>> start Extracted records

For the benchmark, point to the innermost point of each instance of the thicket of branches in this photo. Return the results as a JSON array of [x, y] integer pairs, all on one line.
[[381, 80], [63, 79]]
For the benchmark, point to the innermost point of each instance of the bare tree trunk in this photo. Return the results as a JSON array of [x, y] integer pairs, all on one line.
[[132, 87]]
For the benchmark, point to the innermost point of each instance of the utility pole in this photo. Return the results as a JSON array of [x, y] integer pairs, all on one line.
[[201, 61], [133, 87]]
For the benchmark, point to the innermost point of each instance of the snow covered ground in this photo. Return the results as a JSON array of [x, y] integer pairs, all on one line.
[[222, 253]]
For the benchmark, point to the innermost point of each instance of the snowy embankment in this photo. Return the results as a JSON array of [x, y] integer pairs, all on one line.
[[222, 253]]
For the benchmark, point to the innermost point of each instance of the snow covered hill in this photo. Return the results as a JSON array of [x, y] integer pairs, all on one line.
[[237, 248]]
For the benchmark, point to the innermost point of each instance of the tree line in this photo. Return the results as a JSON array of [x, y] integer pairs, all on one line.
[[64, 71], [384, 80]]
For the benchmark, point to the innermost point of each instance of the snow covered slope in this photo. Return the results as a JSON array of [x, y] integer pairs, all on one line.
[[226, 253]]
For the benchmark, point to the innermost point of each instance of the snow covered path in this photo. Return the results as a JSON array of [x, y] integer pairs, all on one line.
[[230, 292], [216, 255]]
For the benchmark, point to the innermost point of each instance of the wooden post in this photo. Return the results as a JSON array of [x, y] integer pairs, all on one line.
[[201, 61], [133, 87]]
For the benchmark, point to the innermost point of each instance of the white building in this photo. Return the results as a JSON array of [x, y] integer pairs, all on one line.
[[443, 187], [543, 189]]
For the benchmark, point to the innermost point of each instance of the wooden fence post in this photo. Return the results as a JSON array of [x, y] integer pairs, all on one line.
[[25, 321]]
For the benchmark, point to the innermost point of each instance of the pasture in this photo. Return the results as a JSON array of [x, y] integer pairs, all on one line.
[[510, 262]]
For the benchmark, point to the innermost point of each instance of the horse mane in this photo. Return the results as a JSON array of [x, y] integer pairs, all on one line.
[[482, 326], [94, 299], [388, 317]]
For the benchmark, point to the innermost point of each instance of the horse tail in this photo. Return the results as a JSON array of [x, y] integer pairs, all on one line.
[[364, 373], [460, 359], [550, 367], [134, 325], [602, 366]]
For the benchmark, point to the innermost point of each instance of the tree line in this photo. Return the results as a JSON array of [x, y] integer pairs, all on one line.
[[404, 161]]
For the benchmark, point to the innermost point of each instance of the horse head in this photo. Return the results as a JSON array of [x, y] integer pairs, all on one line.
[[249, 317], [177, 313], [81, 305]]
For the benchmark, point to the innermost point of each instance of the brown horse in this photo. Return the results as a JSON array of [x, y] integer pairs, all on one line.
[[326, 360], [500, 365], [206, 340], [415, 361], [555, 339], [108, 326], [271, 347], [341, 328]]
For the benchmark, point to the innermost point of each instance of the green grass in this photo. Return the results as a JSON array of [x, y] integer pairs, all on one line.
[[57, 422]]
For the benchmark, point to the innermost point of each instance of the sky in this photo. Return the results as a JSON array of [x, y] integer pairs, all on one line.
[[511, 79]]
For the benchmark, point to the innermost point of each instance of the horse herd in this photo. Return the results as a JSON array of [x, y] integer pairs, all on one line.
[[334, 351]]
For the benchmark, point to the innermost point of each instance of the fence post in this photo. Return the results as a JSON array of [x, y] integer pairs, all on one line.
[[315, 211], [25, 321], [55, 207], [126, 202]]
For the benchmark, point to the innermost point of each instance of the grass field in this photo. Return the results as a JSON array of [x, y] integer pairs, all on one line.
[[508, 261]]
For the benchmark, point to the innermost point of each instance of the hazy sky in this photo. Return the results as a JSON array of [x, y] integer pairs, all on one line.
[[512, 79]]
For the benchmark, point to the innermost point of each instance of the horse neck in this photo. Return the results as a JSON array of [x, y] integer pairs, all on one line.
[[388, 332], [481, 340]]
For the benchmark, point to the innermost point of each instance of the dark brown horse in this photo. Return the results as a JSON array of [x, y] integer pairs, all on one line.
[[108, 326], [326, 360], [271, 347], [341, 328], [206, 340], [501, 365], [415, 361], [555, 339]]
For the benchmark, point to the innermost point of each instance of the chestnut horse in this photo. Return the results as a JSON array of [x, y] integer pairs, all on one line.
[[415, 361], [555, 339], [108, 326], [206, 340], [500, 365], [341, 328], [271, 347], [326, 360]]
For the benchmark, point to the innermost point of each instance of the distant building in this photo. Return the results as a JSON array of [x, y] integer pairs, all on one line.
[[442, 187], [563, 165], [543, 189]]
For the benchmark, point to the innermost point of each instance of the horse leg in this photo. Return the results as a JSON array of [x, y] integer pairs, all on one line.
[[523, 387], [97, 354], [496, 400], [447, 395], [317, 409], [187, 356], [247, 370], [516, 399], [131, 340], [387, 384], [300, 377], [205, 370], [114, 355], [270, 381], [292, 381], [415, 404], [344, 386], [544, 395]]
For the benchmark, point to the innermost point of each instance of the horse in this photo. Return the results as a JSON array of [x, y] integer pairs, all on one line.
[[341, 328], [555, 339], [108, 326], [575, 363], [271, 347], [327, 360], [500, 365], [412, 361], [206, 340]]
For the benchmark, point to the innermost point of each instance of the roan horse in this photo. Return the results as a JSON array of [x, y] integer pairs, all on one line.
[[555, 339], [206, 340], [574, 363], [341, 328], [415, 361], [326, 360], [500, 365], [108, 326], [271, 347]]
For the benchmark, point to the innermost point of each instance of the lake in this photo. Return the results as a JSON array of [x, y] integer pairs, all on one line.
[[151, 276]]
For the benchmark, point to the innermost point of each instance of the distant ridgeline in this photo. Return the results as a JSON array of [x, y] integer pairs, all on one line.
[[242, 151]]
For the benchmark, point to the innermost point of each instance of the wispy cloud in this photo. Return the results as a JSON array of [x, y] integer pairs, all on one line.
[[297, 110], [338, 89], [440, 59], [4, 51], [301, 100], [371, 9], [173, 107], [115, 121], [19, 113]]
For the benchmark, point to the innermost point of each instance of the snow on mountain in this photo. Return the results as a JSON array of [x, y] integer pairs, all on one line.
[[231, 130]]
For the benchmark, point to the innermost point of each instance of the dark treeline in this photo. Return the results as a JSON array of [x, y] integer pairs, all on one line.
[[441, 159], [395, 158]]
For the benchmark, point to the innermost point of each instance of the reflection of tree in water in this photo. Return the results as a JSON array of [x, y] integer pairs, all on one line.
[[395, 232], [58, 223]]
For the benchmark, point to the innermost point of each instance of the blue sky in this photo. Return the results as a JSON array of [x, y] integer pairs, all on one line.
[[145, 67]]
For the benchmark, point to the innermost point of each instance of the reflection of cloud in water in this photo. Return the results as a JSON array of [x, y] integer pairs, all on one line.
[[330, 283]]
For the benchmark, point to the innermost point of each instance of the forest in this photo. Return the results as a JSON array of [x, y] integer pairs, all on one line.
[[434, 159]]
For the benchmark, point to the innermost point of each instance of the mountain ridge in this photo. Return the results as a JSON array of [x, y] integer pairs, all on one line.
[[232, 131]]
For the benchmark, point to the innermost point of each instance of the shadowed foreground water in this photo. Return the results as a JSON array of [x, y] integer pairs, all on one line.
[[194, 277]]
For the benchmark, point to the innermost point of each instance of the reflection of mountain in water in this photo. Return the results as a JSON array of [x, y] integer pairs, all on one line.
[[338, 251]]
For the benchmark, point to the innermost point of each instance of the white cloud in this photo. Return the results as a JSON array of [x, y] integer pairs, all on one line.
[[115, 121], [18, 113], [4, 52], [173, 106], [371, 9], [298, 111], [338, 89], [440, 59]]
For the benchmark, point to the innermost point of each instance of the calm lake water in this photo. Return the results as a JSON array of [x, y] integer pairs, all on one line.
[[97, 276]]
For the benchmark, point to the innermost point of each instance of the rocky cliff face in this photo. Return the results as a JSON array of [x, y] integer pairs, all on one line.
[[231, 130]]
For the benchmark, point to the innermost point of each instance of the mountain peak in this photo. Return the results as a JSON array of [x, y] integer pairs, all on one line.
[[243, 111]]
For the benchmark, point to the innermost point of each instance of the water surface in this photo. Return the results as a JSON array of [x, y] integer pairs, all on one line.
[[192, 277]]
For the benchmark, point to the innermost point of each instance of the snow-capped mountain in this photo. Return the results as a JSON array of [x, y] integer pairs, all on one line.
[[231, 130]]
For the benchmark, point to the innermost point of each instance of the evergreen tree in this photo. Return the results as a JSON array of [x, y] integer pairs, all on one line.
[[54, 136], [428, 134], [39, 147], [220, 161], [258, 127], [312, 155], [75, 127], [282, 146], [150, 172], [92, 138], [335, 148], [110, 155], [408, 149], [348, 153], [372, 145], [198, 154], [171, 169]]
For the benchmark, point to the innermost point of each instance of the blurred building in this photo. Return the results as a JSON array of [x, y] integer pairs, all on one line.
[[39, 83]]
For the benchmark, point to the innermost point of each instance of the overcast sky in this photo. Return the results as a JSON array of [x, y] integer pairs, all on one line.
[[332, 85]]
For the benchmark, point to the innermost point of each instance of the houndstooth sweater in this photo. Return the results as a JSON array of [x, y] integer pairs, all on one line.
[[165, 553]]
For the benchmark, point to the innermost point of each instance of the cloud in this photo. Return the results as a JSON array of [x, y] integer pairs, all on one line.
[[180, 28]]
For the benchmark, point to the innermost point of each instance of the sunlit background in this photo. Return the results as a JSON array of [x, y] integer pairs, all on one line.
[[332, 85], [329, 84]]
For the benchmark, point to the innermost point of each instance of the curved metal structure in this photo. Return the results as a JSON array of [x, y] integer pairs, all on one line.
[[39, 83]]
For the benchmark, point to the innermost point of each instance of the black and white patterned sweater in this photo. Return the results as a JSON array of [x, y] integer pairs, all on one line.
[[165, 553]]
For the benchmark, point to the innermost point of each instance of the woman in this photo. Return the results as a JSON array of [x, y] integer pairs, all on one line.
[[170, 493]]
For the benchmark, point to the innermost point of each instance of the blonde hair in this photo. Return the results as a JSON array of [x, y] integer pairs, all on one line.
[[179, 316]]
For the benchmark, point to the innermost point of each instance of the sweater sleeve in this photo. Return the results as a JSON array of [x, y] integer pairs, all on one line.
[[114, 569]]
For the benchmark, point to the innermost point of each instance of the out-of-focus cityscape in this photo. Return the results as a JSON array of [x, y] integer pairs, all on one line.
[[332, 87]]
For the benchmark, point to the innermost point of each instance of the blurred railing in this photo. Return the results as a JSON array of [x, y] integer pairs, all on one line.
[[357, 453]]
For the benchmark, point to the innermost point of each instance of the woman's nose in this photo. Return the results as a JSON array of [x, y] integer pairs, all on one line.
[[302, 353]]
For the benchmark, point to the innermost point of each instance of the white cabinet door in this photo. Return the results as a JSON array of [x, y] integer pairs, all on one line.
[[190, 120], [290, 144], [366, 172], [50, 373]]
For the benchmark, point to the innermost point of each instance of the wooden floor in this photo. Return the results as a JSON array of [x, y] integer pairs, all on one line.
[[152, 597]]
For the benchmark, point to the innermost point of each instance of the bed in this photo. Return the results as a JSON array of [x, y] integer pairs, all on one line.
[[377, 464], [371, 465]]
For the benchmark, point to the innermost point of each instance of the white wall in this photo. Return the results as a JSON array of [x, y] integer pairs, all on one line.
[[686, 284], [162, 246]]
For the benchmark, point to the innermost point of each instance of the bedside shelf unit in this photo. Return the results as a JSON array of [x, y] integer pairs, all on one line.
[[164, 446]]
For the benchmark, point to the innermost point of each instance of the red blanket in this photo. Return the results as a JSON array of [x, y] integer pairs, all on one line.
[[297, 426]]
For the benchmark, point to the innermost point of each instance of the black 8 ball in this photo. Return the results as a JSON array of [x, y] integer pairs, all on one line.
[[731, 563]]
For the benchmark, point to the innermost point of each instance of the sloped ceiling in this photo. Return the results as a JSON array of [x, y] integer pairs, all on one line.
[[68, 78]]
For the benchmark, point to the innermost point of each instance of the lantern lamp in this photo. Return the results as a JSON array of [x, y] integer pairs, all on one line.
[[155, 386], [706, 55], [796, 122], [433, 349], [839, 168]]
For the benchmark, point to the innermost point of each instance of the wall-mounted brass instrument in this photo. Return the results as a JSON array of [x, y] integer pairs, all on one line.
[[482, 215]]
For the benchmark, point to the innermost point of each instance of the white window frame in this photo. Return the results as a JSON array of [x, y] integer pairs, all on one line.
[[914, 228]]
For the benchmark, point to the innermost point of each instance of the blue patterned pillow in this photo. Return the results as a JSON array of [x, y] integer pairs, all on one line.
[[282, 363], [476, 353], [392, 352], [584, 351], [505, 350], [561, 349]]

>> end Extracted records

◆ What to produce
Rename "innermost point" to "center point" in the stretch from the line containing "the horse in" through the line containing "326], [271, 347]]", and write out only those lines again with nothing else changed.

◆ Output below
For the benchmark, point to the center point of each instance of the horse in this photo. Return the results as a JSON array of [x, y] integer pairs, all on one line.
[[341, 328], [555, 339], [108, 326], [575, 363], [271, 347], [327, 360], [500, 365], [412, 361], [206, 340]]
For the benchmark, point to the center point of each instance of the roan horse in this photo. Return the results as a JSON array of [x, y] integer pairs, all on one line.
[[555, 339], [206, 340], [574, 363], [341, 328], [415, 361], [326, 360], [500, 365], [108, 326], [271, 347]]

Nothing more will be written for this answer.